::: RECORDS FOR PROCESSING
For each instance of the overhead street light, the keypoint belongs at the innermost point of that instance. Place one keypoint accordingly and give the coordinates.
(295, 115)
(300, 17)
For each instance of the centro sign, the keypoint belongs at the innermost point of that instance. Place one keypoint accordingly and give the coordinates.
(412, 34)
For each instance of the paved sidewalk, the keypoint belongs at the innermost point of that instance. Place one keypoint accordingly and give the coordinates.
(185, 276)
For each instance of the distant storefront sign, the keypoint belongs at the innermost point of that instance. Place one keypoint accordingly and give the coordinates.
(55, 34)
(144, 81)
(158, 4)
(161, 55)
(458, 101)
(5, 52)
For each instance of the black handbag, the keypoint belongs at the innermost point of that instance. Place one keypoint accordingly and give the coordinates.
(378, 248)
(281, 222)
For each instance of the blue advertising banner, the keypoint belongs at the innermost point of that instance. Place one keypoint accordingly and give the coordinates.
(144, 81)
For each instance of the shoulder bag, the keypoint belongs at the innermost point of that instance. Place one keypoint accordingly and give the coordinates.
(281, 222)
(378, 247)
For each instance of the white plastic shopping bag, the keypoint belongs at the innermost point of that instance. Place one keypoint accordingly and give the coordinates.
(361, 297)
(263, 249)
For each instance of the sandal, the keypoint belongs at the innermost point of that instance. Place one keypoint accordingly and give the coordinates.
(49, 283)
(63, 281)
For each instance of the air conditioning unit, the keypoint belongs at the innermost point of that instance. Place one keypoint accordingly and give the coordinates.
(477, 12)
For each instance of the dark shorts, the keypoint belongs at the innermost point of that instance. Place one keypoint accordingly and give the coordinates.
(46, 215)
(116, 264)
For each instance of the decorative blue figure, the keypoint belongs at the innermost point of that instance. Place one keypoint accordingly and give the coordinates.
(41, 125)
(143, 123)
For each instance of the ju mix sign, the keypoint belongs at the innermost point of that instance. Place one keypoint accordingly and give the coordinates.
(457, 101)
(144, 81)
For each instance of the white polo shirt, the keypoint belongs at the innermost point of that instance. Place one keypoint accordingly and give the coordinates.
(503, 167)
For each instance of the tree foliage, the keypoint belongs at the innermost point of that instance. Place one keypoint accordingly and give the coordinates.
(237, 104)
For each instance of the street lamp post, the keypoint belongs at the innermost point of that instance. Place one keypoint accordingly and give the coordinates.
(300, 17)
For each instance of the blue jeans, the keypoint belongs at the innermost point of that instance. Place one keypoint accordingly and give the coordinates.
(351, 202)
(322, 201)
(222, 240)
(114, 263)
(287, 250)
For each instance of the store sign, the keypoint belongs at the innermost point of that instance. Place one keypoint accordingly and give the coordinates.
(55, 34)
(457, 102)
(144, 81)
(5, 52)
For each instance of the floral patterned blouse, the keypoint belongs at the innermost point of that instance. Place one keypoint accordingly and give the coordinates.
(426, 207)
::::::
* EXERCISE DETAILS *
Please output the listing above exactly, every line included.

* EXERCISE OUTPUT *
For each instance of the overhead street light, the keypoint belongs at the innermost point of that instance. Place one keypoint accordingly and give the coordinates.
(295, 115)
(300, 17)
For each instance of the centro sign, the keypoint belongs at the innermost point of that instance. Place one keypoint accordingly and give the coordinates.
(412, 34)
For each instance of the paved sidewalk, the keypoint belongs at the innermost point of that instance. Place one keypoint accordingly and give the coordinates.
(185, 276)
For each instance of the distant storefront sign, the keypoint belongs at the innermost point of that instance. Place one keypoint accordingly and give the coordinates.
(55, 34)
(144, 81)
(158, 4)
(161, 55)
(458, 101)
(5, 52)
For each instance of the black handbag, the keypoint belongs at the innermost point of that instance. Place one keypoint accordingly and give the coordinates.
(378, 248)
(281, 222)
For each instance of the blue advertising banner, the keypoint belongs at the innermost point of that instance. Place one keypoint accordingly and give the coordinates.
(144, 81)
For each instance of the shoulder bag, the keypoint belongs at the innermost point of that instance. Place one keypoint accordingly and give the coordinates.
(281, 222)
(378, 247)
For each instance of the white plastic shopping bag, the keypoint belongs at the innermost point of that instance. Place one keypoint accordingly and give the coordinates.
(361, 297)
(263, 249)
For each instance of the sandal, the keypoint belongs at the innermost point of that instance. Place one keypoint accordingly and give the coordinates.
(49, 283)
(63, 281)
For each instance of the air conditioning unit, the keypoint belongs at the innermost point of that instance. Place one keypoint accordingly and give the coordinates.
(477, 12)
For each instance of the dark shorts, the keypoint belongs at the innermost point of that instance. Place one keypoint accordingly and give the coordinates.
(46, 215)
(116, 264)
For each instance of the decorative blue figure, the keypoint belongs at the innermost point of that instance. Place one keypoint accordingly and give the coordinates.
(41, 125)
(143, 123)
For each instance of the ju mix sign, the keypoint belongs at the innermost point of that instance. Place one keypoint accordingly and give the coordinates.
(457, 101)
(144, 81)
For each instance of the white polo shirt, the keypoint belongs at the innermost point of that instance. Place one keypoint accordingly and give the coordinates.
(503, 167)
For each instance of the tree foliage, the keypoint belongs at the innermost point of that instance. Place one keypoint accordingly and give the coordinates.
(237, 104)
For each instance of the street lamp post, the keypoint belongs at the innermost point of that instance. Place one keypoint accordingly and give the coordinates.
(300, 17)
For each instance of the blue jeans, the keypoint belongs at the innermost point of that instance. Place one keypoint accordingly and give the coordinates.
(351, 202)
(322, 201)
(222, 240)
(114, 263)
(287, 250)
For each instance of the store sign, the keypoint belongs at the innermost point of that instance. Place one keypoint accordingly and give the coordinates.
(55, 34)
(457, 102)
(144, 81)
(5, 52)
For each instance of the floral patterned blouse, the keypoint belongs at the innermost point of that instance. Place one keypoint accordingly and give the coordinates.
(426, 207)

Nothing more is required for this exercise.